(WHAT YOU NEED TO DO): Could you rewrite the material below with "stone" replaced by "rock", keeping every other line the same and omitting the pictures?

(EXERCISE MATERIAL):
+ + + +

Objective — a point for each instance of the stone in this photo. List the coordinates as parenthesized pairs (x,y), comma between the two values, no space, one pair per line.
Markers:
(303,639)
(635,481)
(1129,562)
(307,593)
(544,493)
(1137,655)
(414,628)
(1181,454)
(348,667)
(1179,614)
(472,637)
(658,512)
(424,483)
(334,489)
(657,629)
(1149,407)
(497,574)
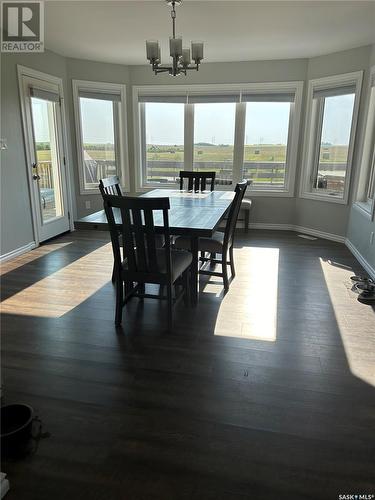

+ + + +

(WRITTEN ANSWER):
Objective — a point for each instance of the rock in this photo. List the coordinates as parenthesized pairs (x,y), comma between the two values, no space, one pair per line.
Markers:
(303,639)
(635,481)
(1129,562)
(307,593)
(544,493)
(1137,655)
(414,628)
(1181,454)
(348,667)
(1179,614)
(472,637)
(658,512)
(424,483)
(334,489)
(657,629)
(1149,407)
(497,574)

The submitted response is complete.